▸ Exercise prompt
Please render this sentence from the match report below in Spanish: "Goalless draws are typically cagey, dull affairs."

▸ Text
>> start
Goalless draws are typically cagey, dull affairs. Monday, though, Cagliari and Roma played a game to a 0-0 tie that could have just as easily ended 3-3.

Roma entered Monday’s home game in second place in the table, having just fallen behind Juventus. Since a sparkling start to the campaign, Roma had dropped points in two consecutive draws against lesser competition. While Roma as been suffering a slight wobble recently, Cagliari was trying to avoid falling closer to the table’s relegation spots. With a win Monday, they could have pulled ahead of the under performing AC Milan in the table.

Furthermore, Cagliari came into Monday’s game sporting one of the league’s worst road records but having won three of their last four contests against Roma. For much of the contest it seemed like one of those trends would have to break, likely their success against Roma, until, thanks to keeper Vlada Avramov, it didn’t. Here’s the other things worth knowing:

1. Dodo could be very, very good: The 20-year-old Brazilian deputized at left back for Federico Balzaretti and proved to be one of the match’s premier performers. Heading into Monday night, the knock against Dodo had been he was a premier attacker from the left back position, but that often came at the expense of his defensive duties. Against Cagliari, there was more impressive dribbling and movement up the left flank, but the Brazilian had very little to handle defensively and proved capable of taking what came.

Particularly impressive was a moment in the 56th minute where Maicon, another Brazilian fullback who is more than capable of getting stuck in the attacking end, got lost in the shuffle and Cagliari were attacking down their left wing. Dodo, sensing the danger, scooted over to the right side of the field and was able to take some of the air out of Cagliari’s attack.

In the attacking end, one of Dodo’s best moments came just after the half, in the 47th minute, when he floated a cross from the left wing into the box for Alessandro Florenzi. The Italian tried to volley the ball, but it headed straight at Avramov who parried it away. The Brazilian also sent in a cross to Gervinho in the 37th minute that was headed off the post.
>> end
▸ Data rows
>> start
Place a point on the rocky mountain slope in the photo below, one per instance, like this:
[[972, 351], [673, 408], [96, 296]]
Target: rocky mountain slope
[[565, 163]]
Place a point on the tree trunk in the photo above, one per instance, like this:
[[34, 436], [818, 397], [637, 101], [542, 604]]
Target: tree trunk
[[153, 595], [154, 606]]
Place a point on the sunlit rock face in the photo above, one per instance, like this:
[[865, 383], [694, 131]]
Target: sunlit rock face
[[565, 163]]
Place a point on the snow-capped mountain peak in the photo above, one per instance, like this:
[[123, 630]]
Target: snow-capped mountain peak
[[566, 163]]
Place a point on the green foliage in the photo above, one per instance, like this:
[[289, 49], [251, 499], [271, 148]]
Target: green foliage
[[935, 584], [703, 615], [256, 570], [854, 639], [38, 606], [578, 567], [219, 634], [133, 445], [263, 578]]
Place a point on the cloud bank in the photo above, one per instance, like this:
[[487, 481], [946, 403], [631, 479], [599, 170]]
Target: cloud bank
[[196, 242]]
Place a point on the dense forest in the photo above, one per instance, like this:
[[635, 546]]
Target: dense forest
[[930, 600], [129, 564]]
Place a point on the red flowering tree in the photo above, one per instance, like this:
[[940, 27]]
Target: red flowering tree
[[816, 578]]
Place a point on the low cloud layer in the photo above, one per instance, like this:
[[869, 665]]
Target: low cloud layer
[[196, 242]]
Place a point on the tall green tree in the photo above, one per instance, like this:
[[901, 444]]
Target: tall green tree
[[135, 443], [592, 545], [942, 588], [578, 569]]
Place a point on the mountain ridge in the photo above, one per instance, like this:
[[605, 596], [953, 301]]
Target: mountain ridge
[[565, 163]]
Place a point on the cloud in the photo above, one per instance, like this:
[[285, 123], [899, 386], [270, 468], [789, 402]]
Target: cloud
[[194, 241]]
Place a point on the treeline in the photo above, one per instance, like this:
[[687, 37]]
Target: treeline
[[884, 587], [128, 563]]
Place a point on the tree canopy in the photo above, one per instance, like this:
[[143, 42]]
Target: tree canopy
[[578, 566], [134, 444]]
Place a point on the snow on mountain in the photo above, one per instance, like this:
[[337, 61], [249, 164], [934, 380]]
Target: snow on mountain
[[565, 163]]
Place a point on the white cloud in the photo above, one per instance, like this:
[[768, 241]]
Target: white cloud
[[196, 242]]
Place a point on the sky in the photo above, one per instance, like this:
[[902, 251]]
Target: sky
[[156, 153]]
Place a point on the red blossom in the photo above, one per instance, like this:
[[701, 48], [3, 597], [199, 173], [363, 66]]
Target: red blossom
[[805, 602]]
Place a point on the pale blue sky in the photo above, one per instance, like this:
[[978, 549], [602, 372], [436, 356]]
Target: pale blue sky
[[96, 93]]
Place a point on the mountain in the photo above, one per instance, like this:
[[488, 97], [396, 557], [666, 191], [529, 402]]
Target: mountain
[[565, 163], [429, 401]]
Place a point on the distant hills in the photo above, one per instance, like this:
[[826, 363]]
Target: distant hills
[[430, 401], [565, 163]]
>> end
▸ Complete answer
Los empates sin goles suelen ser partidos cautelosos y aburridos.